-- BEGIN Provided data --
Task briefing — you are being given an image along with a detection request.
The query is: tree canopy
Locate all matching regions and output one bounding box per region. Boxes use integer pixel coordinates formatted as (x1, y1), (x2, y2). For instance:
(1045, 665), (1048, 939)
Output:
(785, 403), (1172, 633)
-- END Provided data --
◆ **Required task**:
Rewrite the data with "integer pixel coordinates" switched to "whole-number pixel coordinates", leaving every other word untouched.

◆ **Full solution**:
Task briefing — you are being given an image along with a detection request.
The query is: tree canopy
Locate all matching regions and output one bounding box per region. Boxes use whole-number pixel coordinates formatted as (x1, y1), (x2, y2). For instance:
(1045, 665), (1048, 939)
Output:
(785, 403), (1172, 633)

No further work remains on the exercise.